Labeled region records:
## Begin

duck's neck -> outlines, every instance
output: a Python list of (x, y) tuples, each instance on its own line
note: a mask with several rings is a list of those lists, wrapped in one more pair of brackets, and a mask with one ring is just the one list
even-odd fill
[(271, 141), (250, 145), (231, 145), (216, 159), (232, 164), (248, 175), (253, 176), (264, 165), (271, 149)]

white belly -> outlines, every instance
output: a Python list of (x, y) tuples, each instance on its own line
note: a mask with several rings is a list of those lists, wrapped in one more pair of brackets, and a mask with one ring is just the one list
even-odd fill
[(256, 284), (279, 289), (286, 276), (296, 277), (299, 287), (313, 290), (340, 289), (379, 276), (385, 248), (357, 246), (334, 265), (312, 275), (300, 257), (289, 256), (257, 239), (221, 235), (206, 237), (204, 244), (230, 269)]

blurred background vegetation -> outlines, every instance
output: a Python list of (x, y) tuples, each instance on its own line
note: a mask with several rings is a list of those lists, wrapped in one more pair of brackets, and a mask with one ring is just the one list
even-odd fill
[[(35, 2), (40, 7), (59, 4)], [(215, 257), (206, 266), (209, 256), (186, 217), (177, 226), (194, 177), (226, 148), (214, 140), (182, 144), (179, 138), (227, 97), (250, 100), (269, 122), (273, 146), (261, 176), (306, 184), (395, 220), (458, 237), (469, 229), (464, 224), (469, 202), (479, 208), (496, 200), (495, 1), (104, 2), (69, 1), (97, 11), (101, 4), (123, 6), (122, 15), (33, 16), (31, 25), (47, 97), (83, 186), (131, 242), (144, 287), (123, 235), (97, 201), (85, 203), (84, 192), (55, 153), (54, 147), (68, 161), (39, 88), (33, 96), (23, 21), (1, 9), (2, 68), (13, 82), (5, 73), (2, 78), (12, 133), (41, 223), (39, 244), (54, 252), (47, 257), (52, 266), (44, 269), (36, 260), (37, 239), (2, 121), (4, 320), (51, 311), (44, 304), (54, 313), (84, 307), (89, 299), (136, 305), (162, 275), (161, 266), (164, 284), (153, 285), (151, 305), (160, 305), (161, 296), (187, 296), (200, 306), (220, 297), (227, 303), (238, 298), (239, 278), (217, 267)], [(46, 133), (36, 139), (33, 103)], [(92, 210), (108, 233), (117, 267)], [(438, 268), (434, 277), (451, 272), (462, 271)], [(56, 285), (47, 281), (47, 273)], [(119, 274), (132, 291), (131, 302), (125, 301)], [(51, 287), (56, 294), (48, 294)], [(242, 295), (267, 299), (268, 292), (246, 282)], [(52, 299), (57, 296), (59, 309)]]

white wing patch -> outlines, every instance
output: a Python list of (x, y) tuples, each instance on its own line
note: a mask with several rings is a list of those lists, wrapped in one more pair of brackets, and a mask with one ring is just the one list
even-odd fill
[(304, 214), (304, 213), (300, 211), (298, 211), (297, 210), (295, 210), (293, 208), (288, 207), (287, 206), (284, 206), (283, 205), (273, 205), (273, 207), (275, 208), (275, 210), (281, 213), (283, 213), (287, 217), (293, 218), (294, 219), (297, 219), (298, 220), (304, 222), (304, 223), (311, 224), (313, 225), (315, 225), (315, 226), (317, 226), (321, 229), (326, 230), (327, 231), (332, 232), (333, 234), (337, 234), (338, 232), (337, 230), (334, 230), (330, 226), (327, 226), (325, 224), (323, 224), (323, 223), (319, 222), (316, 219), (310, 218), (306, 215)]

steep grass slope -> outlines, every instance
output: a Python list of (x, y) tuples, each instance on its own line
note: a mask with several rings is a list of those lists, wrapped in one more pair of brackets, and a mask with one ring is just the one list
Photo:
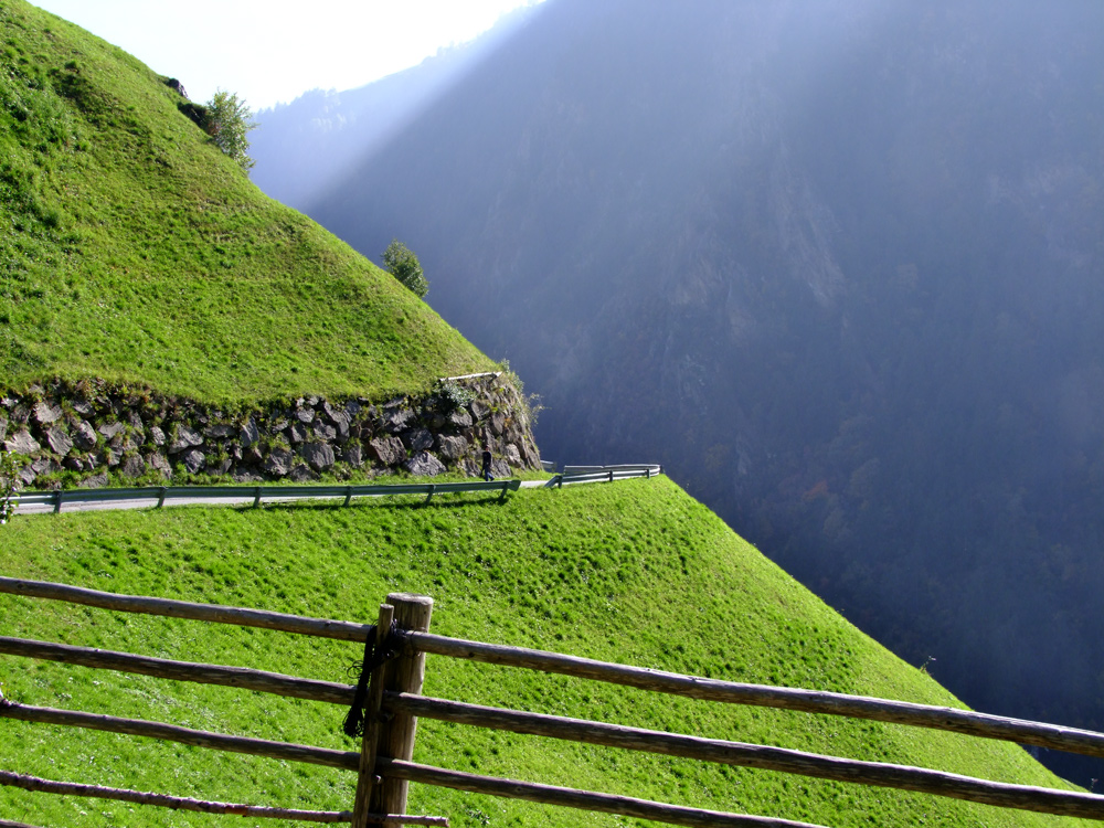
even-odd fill
[[(432, 595), (435, 631), (736, 680), (957, 704), (859, 633), (666, 479), (506, 502), (181, 508), (18, 518), (0, 572), (369, 622), (390, 591)], [(359, 648), (0, 596), (0, 634), (344, 680)], [(351, 749), (342, 710), (0, 658), (3, 692), (230, 733)], [(431, 657), (425, 692), (716, 737), (1060, 784), (1017, 746), (877, 723), (684, 703)], [(0, 720), (2, 765), (51, 778), (298, 807), (347, 807), (351, 774)], [(1073, 825), (947, 799), (646, 757), (423, 721), (417, 761), (837, 826)], [(635, 824), (442, 789), (412, 811), (454, 826)], [(0, 789), (39, 825), (215, 826), (202, 816)]]
[(0, 384), (99, 376), (221, 403), (413, 391), (488, 367), (263, 195), (166, 79), (0, 2)]

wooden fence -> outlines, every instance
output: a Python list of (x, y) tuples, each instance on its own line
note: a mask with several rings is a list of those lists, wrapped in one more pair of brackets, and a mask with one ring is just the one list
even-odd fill
[[(120, 790), (23, 776), (0, 769), (0, 784), (62, 795), (94, 796), (187, 808), (213, 814), (276, 817), (315, 822), (447, 825), (444, 817), (406, 815), (411, 782), (534, 803), (620, 814), (684, 826), (805, 826), (785, 819), (726, 814), (633, 797), (576, 790), (449, 771), (413, 762), (418, 718), (535, 734), (584, 744), (764, 768), (825, 779), (921, 792), (1005, 808), (1104, 820), (1104, 796), (1082, 792), (989, 782), (920, 767), (826, 756), (765, 745), (664, 733), (603, 722), (545, 715), (432, 699), (421, 694), (428, 654), (491, 665), (554, 672), (594, 681), (671, 693), (703, 701), (867, 719), (953, 731), (986, 739), (1104, 756), (1104, 734), (909, 702), (794, 688), (746, 684), (608, 664), (554, 652), (467, 641), (431, 634), (432, 598), (392, 594), (378, 624), (306, 618), (241, 607), (137, 597), (35, 581), (0, 577), (0, 593), (64, 601), (119, 612), (236, 624), (368, 644), (370, 680), (361, 687), (282, 676), (261, 670), (190, 664), (45, 641), (0, 637), (0, 652), (181, 681), (223, 684), (278, 696), (311, 699), (362, 711), (359, 752), (335, 751), (259, 739), (230, 736), (160, 722), (38, 708), (0, 699), (0, 716), (126, 733), (210, 750), (306, 762), (357, 773), (351, 810), (304, 811), (202, 802), (163, 794)], [(371, 658), (370, 658), (371, 657)], [(6, 825), (0, 822), (0, 825)], [(806, 828), (808, 828), (806, 826)]]

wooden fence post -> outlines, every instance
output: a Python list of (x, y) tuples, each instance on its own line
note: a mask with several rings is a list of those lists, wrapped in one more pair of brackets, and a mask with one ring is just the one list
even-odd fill
[[(391, 604), (380, 605), (380, 620), (375, 627), (375, 646), (382, 647), (391, 633), (391, 620), (395, 617), (395, 608)], [(357, 798), (352, 806), (352, 828), (367, 828), (368, 815), (372, 803), (372, 793), (378, 787), (375, 776), (375, 757), (380, 750), (380, 707), (383, 702), (383, 684), (388, 664), (384, 662), (372, 671), (368, 686), (368, 699), (364, 704), (364, 739), (360, 743), (360, 768), (357, 774)]]
[[(427, 595), (391, 593), (388, 603), (395, 608), (395, 622), (400, 629), (426, 633), (433, 598)], [(425, 679), (425, 654), (404, 651), (389, 665), (384, 687), (396, 693), (422, 692)], [(395, 713), (389, 722), (381, 722), (379, 754), (389, 758), (410, 762), (414, 757), (414, 732), (417, 719), (408, 713)], [(404, 779), (384, 778), (372, 788), (373, 814), (406, 814), (406, 792), (410, 786)]]

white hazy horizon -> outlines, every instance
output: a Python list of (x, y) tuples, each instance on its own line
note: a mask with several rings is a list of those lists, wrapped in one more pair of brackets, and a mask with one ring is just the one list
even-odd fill
[(222, 88), (254, 110), (416, 66), (542, 1), (32, 0), (176, 77), (192, 100)]

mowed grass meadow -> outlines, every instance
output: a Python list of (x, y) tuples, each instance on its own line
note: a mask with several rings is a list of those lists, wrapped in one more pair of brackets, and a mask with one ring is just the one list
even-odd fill
[[(389, 592), (435, 601), (444, 635), (740, 681), (958, 705), (744, 543), (666, 478), (505, 501), (465, 495), (349, 508), (173, 508), (18, 517), (0, 572), (112, 592), (361, 623)], [(351, 681), (358, 645), (0, 596), (0, 634)], [(0, 657), (21, 702), (354, 750), (341, 708)], [(690, 702), (428, 658), (428, 696), (673, 732), (1062, 785), (1021, 749), (871, 722)], [(47, 778), (284, 807), (350, 807), (353, 774), (151, 740), (2, 721), (0, 766)], [(827, 783), (423, 720), (415, 761), (699, 807), (845, 826), (1069, 826), (889, 789)], [(454, 826), (637, 820), (412, 786), (411, 813)], [(146, 806), (0, 789), (35, 825), (216, 826)], [(270, 820), (245, 820), (278, 825)]]

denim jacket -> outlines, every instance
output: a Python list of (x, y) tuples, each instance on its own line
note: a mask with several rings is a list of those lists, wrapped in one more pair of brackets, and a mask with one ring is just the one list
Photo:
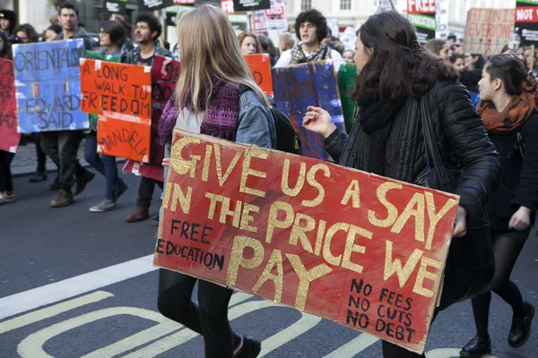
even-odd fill
[[(276, 148), (276, 126), (271, 110), (254, 90), (245, 91), (239, 97), (239, 114), (236, 142), (257, 147)], [(170, 157), (171, 137), (164, 146), (164, 158)], [(168, 167), (164, 167), (164, 182)]]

## End

Stated task: Rewrite the stretch from the start of the records through the line containing "244), (230, 269)]", requests included, offsetting every coordinate in the answers by -107.

Full output:
duck's neck -> outlines, every instance
output: a Python list of (x, y) tuples, each instance on its own line
note: a mask with several rings is a list of those lists, wrapped in one more pair of brackets, and a mask with one ring is just the one list
even-odd fill
[(164, 34), (143, 38), (124, 38), (109, 52), (125, 57), (141, 68), (146, 69), (157, 58), (164, 42)]

white belly -> outlines, every instance
output: a Python list of (x, y) tuples, each instance on its own line
note: a mask with several rings is a list of those lists, wrapped in one more pair of brackets, and a mask with one ring is just the one list
even-odd fill
[(149, 177), (172, 182), (179, 169), (189, 170), (192, 180), (206, 183), (233, 182), (272, 169), (278, 141), (250, 139), (227, 158), (205, 168), (193, 150), (182, 149), (150, 132), (114, 128), (99, 130), (97, 137), (123, 162)]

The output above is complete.